#### [WORK TO COMPLETE]
Locate the line that contains "target | asphalt yard" in the entries below. Retype it and all following lines through the final one, character for character.

#### [RECORDS FOR THIS EXERCISE]
▬▬▬▬▬▬
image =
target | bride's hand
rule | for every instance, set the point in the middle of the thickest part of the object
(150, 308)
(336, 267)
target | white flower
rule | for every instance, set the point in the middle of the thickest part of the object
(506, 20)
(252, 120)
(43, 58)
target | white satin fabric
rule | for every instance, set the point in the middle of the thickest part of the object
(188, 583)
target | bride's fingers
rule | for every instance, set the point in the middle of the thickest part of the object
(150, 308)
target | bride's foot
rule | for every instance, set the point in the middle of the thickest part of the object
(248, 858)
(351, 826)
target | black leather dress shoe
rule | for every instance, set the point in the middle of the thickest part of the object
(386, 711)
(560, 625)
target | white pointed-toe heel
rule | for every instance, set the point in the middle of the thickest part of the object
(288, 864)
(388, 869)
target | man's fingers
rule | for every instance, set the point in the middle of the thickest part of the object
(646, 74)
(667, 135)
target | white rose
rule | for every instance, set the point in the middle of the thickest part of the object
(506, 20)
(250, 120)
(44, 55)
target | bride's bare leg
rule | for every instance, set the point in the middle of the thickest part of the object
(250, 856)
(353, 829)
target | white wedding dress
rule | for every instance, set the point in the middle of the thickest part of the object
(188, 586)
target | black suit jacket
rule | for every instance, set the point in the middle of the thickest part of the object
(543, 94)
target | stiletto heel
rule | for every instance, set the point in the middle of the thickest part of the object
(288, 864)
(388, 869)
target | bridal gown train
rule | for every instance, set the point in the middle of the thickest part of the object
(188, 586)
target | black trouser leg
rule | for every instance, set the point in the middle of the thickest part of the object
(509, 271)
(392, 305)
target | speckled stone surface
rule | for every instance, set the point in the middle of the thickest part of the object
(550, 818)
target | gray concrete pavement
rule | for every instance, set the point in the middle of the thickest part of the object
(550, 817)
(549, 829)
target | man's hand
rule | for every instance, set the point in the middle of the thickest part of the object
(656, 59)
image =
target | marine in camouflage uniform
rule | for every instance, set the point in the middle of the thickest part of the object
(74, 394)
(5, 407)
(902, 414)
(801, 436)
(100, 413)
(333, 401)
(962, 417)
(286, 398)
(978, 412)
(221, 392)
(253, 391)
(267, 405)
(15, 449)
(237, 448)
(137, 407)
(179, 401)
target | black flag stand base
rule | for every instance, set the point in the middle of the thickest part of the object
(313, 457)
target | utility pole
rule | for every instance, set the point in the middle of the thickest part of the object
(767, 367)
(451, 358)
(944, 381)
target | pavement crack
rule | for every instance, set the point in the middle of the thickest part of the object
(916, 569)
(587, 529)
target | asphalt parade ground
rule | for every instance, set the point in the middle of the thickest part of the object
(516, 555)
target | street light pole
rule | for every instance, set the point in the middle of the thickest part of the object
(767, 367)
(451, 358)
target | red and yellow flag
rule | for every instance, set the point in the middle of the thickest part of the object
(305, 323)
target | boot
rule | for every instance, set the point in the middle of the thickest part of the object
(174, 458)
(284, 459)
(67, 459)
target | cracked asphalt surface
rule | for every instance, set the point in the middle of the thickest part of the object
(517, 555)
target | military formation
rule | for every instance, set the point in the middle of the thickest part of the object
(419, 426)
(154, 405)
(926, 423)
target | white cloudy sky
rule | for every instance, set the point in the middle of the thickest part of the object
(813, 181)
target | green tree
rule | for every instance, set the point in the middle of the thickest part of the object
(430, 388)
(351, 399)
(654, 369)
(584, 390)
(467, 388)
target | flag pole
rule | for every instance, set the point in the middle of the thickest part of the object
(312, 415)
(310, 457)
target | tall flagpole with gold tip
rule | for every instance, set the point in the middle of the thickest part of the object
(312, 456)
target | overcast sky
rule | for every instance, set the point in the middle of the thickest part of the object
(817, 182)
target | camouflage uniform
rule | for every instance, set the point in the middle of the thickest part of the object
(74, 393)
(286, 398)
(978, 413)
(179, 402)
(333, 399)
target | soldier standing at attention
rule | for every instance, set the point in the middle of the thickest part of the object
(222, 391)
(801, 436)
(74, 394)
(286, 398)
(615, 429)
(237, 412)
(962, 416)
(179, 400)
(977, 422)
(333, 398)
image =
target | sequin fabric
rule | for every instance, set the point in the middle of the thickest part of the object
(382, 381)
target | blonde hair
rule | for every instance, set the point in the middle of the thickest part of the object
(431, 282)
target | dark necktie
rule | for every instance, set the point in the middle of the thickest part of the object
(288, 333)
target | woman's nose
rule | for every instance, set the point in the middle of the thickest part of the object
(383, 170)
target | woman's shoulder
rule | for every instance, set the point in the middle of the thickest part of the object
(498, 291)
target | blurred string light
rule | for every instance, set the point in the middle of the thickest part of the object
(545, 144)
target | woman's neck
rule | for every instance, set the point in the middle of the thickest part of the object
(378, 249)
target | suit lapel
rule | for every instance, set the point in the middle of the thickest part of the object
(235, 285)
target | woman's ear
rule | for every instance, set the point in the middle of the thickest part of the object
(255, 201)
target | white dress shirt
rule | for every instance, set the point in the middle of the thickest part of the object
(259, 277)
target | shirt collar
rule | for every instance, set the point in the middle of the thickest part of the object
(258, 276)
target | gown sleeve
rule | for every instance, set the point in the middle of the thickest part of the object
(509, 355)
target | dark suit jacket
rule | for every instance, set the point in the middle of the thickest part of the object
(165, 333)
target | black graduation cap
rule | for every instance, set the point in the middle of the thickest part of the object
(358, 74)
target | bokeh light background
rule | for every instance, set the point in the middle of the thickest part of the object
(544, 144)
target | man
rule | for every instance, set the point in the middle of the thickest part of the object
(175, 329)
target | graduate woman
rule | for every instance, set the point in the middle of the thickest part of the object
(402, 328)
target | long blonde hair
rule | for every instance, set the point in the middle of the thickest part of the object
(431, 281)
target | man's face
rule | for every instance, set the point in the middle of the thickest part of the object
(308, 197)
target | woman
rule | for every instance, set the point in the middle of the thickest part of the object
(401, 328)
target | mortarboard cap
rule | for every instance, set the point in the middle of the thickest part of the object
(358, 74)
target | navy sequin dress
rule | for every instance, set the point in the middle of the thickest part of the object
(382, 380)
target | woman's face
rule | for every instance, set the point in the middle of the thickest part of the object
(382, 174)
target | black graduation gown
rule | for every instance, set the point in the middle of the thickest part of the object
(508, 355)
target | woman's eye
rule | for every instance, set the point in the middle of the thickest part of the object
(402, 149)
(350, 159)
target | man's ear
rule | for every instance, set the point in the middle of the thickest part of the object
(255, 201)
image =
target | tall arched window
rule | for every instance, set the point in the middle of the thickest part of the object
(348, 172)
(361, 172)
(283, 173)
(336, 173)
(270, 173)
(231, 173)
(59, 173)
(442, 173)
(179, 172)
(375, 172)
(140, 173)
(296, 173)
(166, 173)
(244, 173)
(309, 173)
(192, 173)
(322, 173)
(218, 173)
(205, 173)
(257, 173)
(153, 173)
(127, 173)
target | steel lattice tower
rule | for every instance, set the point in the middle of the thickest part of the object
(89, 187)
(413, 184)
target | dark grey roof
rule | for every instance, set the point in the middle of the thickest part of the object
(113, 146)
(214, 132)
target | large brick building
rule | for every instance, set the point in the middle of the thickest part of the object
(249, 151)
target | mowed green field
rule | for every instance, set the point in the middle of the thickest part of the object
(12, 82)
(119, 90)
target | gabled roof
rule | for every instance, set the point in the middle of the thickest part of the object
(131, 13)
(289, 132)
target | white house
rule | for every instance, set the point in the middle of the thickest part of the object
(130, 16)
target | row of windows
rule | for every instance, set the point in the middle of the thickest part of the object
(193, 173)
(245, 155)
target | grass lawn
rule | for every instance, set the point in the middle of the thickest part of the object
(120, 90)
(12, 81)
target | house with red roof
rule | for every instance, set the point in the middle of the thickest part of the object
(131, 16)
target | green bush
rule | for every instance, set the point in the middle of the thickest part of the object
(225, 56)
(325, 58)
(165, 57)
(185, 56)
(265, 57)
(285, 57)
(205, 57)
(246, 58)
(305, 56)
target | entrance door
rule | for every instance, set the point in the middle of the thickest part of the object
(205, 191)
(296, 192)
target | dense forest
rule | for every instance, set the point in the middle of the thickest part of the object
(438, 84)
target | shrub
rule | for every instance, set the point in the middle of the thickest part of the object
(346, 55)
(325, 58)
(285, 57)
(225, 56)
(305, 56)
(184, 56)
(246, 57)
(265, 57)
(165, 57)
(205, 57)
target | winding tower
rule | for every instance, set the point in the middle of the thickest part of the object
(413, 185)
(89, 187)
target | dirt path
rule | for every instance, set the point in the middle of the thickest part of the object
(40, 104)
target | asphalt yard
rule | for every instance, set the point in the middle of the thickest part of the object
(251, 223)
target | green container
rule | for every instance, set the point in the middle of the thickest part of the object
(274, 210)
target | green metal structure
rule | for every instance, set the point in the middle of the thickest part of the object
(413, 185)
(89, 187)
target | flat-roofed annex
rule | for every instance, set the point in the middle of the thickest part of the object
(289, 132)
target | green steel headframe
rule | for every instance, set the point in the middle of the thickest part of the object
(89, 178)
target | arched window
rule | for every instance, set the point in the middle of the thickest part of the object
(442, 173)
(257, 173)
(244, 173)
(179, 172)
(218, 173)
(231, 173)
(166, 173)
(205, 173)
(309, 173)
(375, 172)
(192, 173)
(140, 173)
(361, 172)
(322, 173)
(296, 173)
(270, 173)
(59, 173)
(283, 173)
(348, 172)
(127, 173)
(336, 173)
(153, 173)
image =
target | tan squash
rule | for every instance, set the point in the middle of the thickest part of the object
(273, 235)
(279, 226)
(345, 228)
▬▬▬▬▬▬
#### [OUTPUT FOR THIS TASK]
target | asphalt yard
rule | for every instance, set the point in the middle of the thickest part of the object
(251, 223)
target | green container
rule | for every instance, set the point in the middle of the thickest part of the object
(274, 210)
target | green metal structure
rule | for every instance, set the point in the middle of the thickest part of the object
(413, 185)
(89, 187)
target | flat-roofed annex
rule | for every instance, set the point in the middle of the thickest part of the object
(289, 132)
target | green steel headframe
rule | for every instance, set the point in the middle of the thickest part of the object
(89, 178)
target | arched window
rule | for every instance, set the point in the middle of the thickest part of the object
(442, 173)
(257, 173)
(244, 173)
(179, 172)
(218, 173)
(231, 173)
(166, 173)
(205, 173)
(309, 173)
(375, 172)
(192, 173)
(140, 173)
(361, 172)
(322, 173)
(296, 173)
(270, 173)
(59, 173)
(283, 173)
(348, 172)
(127, 173)
(336, 173)
(153, 173)
image =
target | tan squash
rule | for every instance, set the point in the middle of the thickest part of the object
(273, 235)
(279, 226)
(345, 228)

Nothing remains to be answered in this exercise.